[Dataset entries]
⟨

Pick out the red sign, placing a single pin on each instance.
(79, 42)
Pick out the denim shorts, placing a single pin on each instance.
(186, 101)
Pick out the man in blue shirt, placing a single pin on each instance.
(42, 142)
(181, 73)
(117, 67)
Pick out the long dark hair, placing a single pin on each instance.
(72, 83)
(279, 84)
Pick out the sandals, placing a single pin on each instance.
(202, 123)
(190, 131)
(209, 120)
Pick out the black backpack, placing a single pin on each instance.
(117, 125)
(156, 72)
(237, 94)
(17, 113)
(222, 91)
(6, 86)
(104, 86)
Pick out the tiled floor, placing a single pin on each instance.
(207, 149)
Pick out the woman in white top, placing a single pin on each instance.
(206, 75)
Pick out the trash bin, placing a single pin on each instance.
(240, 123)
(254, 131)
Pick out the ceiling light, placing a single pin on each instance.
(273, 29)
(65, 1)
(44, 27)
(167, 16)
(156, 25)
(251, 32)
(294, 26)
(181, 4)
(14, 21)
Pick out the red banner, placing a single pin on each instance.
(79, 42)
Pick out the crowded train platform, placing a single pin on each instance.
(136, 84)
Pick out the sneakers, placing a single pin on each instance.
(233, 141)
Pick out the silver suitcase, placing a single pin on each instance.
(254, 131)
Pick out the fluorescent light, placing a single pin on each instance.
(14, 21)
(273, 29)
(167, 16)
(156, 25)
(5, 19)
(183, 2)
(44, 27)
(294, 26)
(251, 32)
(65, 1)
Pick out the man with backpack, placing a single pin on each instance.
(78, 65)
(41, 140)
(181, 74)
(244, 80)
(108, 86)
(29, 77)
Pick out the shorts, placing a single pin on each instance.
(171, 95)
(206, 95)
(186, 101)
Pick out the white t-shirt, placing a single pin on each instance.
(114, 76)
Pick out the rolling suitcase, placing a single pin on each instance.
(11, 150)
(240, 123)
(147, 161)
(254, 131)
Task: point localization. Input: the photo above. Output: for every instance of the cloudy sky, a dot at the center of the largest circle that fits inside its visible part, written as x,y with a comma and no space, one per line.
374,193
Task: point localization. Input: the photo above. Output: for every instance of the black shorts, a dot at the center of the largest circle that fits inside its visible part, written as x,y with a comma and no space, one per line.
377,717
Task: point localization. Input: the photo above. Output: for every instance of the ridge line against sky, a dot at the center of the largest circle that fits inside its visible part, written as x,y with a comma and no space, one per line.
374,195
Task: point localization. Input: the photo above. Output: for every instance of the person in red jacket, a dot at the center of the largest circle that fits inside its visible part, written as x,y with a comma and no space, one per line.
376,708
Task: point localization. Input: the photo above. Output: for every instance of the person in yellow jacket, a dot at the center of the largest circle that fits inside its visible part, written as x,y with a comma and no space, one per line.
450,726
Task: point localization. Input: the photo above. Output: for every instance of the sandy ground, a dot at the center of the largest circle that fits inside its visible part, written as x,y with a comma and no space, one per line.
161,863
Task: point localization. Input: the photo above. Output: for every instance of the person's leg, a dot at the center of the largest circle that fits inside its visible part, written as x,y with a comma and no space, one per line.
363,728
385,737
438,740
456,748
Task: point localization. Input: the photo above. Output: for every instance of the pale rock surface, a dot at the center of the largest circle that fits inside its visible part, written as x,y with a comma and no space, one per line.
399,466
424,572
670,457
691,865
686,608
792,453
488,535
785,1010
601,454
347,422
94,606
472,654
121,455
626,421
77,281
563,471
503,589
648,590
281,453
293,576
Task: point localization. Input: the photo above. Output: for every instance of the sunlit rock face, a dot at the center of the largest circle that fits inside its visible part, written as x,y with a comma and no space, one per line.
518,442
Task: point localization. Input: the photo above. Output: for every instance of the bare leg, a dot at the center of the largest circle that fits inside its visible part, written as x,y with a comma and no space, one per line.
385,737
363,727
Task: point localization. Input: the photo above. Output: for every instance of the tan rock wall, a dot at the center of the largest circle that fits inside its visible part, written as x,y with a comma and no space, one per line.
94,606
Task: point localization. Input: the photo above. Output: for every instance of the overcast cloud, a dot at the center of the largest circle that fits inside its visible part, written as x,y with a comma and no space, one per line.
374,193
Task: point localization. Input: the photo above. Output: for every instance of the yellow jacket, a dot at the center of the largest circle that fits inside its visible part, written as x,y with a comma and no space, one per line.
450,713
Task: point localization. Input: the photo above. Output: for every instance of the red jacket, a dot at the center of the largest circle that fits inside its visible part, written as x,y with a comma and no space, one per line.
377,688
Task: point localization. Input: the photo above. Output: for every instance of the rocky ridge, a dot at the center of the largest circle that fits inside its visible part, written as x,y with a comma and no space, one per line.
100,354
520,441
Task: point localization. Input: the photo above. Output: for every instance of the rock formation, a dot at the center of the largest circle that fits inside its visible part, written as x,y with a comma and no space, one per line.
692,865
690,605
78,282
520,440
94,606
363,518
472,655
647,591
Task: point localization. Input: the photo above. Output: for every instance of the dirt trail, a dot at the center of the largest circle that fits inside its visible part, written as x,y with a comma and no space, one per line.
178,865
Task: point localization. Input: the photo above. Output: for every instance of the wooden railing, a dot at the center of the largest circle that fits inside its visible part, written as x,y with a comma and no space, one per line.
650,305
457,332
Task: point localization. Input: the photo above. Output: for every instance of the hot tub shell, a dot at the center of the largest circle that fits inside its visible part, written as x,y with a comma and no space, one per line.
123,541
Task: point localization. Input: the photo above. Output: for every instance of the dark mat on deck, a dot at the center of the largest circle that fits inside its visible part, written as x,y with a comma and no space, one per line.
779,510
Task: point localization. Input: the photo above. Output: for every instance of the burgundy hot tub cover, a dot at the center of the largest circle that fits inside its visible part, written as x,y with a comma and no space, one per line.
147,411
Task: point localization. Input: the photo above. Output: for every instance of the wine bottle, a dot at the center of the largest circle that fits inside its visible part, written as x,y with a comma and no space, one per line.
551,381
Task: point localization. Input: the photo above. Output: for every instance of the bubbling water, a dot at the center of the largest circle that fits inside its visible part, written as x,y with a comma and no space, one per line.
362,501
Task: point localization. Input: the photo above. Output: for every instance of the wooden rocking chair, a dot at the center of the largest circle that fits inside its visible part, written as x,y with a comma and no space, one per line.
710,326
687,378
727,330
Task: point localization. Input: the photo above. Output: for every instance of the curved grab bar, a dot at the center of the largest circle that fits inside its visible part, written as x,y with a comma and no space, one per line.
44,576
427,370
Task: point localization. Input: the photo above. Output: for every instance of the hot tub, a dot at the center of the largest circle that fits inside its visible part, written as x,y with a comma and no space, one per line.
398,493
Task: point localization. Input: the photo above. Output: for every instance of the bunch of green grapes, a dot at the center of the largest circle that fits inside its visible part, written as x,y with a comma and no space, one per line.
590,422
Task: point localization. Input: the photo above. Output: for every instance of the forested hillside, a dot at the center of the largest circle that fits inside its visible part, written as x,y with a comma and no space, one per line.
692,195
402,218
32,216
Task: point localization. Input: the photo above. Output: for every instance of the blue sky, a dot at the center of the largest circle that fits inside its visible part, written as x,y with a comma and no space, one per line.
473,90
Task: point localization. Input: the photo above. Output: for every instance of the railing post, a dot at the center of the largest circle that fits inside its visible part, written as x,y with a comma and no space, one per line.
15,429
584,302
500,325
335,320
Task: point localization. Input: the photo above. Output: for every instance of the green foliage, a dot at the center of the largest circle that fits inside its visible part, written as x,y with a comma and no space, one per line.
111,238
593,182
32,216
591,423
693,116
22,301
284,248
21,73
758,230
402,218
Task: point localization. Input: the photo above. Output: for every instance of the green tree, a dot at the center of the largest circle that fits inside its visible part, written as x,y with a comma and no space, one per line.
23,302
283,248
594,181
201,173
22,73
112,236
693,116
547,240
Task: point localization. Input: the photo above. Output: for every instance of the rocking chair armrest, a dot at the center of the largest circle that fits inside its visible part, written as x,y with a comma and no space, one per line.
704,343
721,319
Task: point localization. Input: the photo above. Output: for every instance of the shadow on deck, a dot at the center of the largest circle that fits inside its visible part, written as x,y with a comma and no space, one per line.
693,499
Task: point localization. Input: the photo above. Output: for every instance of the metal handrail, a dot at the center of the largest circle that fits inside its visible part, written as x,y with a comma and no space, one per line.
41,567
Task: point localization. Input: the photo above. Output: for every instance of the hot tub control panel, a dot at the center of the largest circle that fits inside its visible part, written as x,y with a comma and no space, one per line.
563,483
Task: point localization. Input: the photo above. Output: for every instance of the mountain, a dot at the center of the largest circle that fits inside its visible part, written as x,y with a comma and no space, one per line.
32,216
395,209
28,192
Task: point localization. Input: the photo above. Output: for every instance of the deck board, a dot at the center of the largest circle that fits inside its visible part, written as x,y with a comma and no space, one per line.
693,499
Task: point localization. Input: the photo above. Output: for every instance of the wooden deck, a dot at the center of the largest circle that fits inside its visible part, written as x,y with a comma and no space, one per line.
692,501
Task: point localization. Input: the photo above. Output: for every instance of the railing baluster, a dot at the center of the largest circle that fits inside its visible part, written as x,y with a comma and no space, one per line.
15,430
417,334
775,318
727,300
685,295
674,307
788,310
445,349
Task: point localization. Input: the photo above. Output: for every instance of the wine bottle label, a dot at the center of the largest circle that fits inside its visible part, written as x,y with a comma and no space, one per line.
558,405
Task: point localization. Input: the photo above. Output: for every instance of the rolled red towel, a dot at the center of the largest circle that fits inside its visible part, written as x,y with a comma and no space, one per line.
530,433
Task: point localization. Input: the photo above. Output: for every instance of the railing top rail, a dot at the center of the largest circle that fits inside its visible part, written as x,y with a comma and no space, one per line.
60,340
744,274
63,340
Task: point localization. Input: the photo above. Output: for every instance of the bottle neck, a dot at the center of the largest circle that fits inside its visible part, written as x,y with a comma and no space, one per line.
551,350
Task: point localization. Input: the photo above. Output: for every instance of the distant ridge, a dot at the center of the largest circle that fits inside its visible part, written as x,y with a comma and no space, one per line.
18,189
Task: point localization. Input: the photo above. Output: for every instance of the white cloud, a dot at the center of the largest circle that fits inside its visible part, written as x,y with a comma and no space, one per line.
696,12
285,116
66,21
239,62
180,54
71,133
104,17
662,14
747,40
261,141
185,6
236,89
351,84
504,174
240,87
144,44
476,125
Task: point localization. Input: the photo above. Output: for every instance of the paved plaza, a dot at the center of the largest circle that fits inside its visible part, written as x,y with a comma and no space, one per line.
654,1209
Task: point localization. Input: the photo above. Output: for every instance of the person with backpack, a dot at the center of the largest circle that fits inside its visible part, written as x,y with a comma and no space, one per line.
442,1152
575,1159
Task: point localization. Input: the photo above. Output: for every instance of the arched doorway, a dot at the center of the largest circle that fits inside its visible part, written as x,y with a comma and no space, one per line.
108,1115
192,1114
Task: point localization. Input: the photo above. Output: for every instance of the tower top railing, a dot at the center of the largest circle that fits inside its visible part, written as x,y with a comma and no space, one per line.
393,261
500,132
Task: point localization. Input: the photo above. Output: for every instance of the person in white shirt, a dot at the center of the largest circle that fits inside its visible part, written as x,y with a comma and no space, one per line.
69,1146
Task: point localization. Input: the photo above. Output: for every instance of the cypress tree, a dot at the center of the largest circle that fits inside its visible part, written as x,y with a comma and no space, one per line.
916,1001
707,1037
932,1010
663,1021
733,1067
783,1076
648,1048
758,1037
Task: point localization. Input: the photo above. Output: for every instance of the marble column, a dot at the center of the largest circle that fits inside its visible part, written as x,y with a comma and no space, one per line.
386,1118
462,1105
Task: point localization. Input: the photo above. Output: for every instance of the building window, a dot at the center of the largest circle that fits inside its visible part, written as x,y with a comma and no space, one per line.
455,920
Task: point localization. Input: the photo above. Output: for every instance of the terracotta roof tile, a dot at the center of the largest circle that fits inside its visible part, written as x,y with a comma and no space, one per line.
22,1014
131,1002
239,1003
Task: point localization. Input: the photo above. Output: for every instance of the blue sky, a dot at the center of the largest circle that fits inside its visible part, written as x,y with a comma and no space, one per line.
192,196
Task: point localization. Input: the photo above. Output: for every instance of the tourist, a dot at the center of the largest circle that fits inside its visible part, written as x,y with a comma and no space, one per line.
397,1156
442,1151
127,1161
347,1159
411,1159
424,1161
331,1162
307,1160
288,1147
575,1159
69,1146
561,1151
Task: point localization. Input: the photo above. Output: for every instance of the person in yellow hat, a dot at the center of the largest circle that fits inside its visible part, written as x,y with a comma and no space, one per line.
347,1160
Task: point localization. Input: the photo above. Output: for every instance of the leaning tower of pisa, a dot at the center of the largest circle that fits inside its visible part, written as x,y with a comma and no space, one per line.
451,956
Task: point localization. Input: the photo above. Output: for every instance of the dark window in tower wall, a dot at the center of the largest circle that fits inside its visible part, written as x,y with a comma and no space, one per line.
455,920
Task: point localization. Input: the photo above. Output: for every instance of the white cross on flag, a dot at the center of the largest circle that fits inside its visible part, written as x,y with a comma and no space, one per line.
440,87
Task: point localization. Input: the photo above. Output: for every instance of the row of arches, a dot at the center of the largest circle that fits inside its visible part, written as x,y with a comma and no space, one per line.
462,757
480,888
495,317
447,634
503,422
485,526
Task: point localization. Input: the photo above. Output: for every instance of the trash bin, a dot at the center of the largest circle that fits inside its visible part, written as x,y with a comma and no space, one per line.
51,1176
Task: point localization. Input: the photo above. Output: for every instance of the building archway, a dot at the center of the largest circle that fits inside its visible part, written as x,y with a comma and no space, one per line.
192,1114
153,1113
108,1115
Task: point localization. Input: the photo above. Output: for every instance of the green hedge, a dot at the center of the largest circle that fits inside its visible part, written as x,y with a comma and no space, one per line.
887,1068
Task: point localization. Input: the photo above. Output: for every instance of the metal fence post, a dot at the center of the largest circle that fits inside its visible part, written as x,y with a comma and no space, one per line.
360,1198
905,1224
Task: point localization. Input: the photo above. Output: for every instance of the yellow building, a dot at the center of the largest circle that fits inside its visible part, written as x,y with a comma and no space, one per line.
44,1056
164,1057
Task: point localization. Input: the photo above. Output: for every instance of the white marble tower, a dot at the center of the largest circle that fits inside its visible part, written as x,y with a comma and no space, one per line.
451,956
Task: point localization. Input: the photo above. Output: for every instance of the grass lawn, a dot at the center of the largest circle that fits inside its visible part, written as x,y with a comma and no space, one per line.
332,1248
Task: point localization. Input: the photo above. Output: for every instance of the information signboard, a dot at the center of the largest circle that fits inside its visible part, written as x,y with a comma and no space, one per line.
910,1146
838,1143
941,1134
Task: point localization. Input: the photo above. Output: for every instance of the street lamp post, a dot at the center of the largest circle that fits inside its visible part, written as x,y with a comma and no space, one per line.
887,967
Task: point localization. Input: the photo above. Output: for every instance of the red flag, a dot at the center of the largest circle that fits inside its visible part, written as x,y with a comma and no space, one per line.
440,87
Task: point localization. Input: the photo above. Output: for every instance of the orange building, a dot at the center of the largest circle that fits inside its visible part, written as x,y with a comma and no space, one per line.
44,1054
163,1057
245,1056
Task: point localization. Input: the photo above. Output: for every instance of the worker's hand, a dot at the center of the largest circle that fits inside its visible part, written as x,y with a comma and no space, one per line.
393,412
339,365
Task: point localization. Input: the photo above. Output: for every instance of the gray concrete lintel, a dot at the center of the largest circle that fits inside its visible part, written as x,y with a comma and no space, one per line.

⟩

* _TASK DIRECTIONS_: From the line holding "of the information" to the last line of the data above, copy every line exactly and include nothing more.

* _ANSWER TO THE PROBLEM_:
Task: point localization. Input: the photo above. Output: for every instance of the information signboard, a dot at the center of the largest circle that fits inside its visible part, written as x,y with a comma and no space, one per line.
910,1146
838,1143
941,1134
Task: point localization. Input: the photo above. Output: for every instance of the street lamp post, a dot at the center of the largest circle that fits inside its visible part, written as x,y with a comma and no space, one per line.
887,967
Task: point localization. Input: the photo above. Output: for every instance of the red flag, a dot at the center of the largest circle that fits inside its visible part, written as x,y with a comma and no space, one per line.
440,87
Task: point localization. Input: the photo above. Output: for every instance of the orange building, a dot at the center of the largest circle that fits inside its visible part, written as x,y with a comma and no space, one per line.
44,1054
163,1057
245,1056
Task: point localization. Input: the photo above. Output: for every instance of the worker's hand, a dot at the center of the largest circle that fits inside its visible part, written as x,y with a comma and no space, one per line.
393,412
339,365
Task: point localization. Input: the photo above. Output: for every instance of the gray concrete lintel, a dot at the center of the largest circle that fits inside its visible part, written as x,y with a comma and no space, one per line.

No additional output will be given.